Requirements –
A) Answer these from the Industry 4.0 text:
(i) Into how many components is Industry 4.0 classified?
(ii) According to the description of horizontal integration, what should a corporation do with corporations that have similar characteristics?
(iii) What is utilized in the chain to predict product design effects on services and production?
B) Write out the Industry 4.0 text from "Components of Industry" up to and including "efficient production system.", word for word.
C) Extend the Industry 4.0 text, starting after its final sentence.

··· Source document ···

Components of Industry 4.0
Industry 4.0 can be classified into three components. The first is horizontal integration. It brings the concept of a
new type of worldwide value chain networks. The second is vertical integration. The concept is to achieve
hierarchical subsystems at the production line to produce an easy to configure and high flexibility production line.
The last component is engineering integration along the whole value chain from the beginning to the end to assist in
the customization of products. The horizontal integration is described as one where a corporation should both
cooperate and compete with corporations that have similar characteristics to create an efficient production system.
Material, financial control and knowledge can be connected in all these companies easily. Therefore, new control
systems and models for business may appear (Wang et al., 2016). Vertical integration delivers the idea of a factory
that has various informational and physical subsystems, for example like production management, actuator and
sensor, value and corporate planning. It is important for the vertical integration of sensor and actuator signals along
various stages of the enterprise resource planning (ERP) level to ensure high flexibility and ease to configure
production lines. From this integration, the highly intelligent machines create an automated controlled system that is
able to be automatically reconfigured according to the various types of products. The large amounts of data collected
and processed enables the manufacturing system to be transparent(Wang et al., 2016). Lastly, End-To-End
engineering integration in a chain of activities throughout the product-centric value creation process involves aspects
such as customer requirement expression, product development and design, recycling, production engineering,
production services, production planning and maintenance. From end-to-end integration, every stage can be reused
for the same product model. Product design effects on services and production can be predicted by utilizing a
software tool in the chain to make sure the products are customizable (Wang et al., 2016).

··· Listing ···

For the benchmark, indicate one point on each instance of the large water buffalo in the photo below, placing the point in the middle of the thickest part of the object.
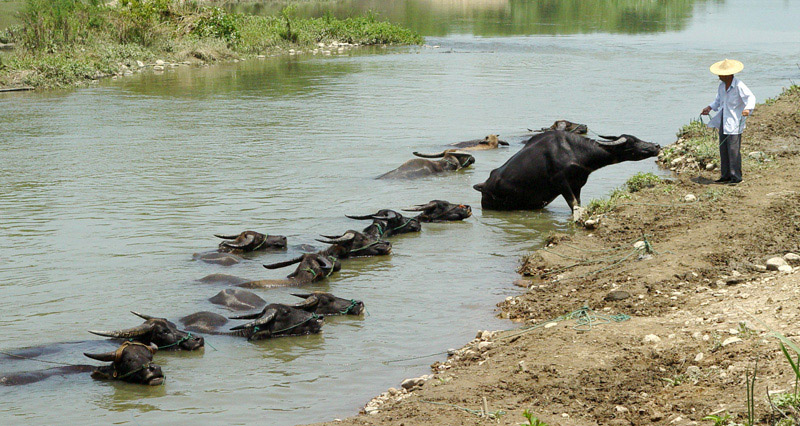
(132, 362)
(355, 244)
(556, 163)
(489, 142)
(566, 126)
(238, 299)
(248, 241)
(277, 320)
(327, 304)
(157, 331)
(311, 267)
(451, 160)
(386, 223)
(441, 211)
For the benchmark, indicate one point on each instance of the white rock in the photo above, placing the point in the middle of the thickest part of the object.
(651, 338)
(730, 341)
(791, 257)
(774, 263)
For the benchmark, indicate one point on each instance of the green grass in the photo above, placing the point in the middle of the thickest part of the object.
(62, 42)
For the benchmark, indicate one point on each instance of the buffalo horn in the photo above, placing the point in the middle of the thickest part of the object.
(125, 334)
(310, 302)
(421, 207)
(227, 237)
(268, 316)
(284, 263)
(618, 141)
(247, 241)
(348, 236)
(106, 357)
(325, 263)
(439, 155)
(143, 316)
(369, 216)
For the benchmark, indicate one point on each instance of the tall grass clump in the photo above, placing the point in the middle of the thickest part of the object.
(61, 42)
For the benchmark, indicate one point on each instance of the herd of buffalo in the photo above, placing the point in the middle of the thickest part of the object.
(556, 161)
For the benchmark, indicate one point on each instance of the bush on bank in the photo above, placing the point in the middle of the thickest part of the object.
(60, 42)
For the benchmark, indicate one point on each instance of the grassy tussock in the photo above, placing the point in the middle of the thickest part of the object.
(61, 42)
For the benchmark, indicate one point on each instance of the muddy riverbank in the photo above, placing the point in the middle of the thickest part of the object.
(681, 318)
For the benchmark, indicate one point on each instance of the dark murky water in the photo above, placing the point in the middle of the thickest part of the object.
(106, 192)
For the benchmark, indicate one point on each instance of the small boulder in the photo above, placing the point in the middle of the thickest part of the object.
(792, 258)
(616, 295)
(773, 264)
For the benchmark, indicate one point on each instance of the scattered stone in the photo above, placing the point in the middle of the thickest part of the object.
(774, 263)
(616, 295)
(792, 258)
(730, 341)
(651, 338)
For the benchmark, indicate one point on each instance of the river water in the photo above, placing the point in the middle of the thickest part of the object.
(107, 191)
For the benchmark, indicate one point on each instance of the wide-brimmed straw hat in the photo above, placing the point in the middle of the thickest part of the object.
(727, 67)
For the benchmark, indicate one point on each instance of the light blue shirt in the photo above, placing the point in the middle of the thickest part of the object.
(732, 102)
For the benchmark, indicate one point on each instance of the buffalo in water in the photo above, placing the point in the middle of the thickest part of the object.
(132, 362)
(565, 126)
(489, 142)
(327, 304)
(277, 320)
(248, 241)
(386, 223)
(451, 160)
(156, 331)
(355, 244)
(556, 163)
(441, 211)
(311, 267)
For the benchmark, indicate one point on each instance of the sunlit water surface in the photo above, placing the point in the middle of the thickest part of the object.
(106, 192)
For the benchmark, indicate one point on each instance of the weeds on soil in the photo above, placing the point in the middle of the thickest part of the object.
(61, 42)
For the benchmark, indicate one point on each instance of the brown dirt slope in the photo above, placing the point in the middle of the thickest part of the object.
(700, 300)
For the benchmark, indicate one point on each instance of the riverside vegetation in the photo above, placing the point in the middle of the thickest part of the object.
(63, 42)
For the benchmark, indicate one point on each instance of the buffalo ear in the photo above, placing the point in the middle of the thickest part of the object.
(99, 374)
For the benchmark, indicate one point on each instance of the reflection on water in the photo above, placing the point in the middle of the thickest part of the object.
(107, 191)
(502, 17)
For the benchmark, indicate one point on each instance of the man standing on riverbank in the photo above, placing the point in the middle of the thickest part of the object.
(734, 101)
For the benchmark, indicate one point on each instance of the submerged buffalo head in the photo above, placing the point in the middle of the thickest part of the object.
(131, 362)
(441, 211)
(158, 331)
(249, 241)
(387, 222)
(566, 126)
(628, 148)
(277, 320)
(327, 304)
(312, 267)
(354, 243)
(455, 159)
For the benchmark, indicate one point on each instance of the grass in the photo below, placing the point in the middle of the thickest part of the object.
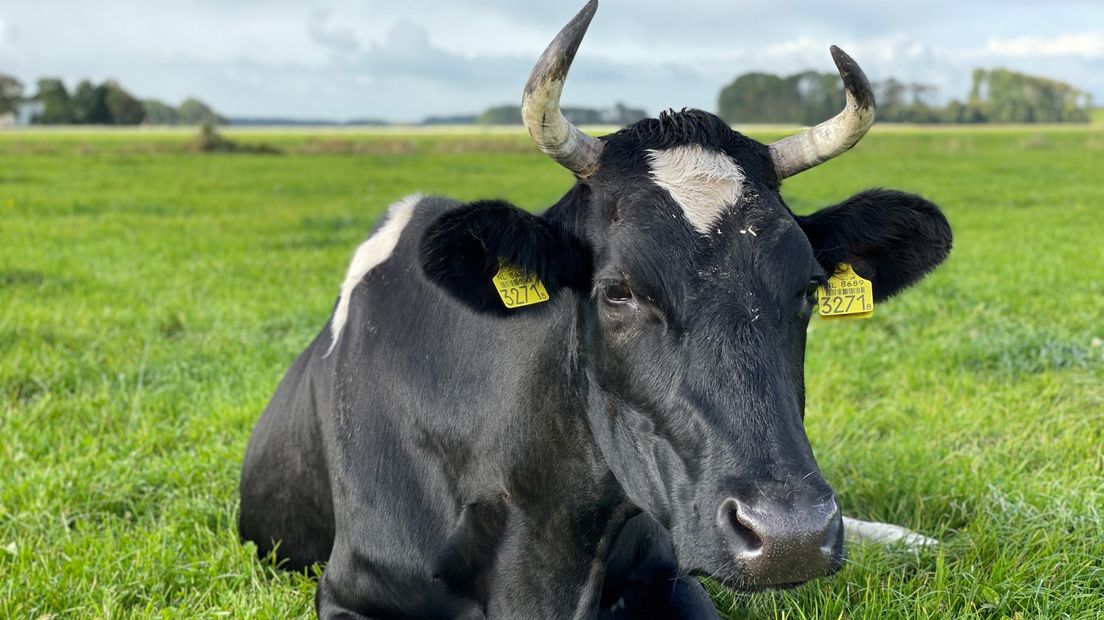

···

Responses –
A)
(i) Three.
(ii) Both cooperate and compete with them, to create an efficient production system.
(iii) A software tool.

B)
Components of Industry 4.0
Industry 4.0 can be classified into three components. The first is horizontal integration. It brings the concept of a
new type of worldwide value chain networks. The second is vertical integration. The concept is to achieve
hierarchical subsystems at the production line to produce an easy to configure and high flexibility production line.
The last component is engineering integration along the whole value chain from the beginning to the end to assist in
the customization of products. The horizontal integration is described as one where a corporation should both
cooperate and compete with corporations that have similar characteristics to create an efficient production system.

C)
IV.
Characteristics of Industry 4.0
Industry 4.0 is the future of global manufacturing. It is the era of automation, of the digitalized factory and
digitalized products the fourth phase of industrial revolution, or Industry 4.0. Nevertheless, the academics field is
still unable to define the approach as the Industry 4.0 is the basic term referring to the fourth industrial revolution.
This causes difficulty to distinguish its components. There are 9 characteristics for industry as shown in Figure 2
below.
Figure 2: Characteristics of Industry 4.0.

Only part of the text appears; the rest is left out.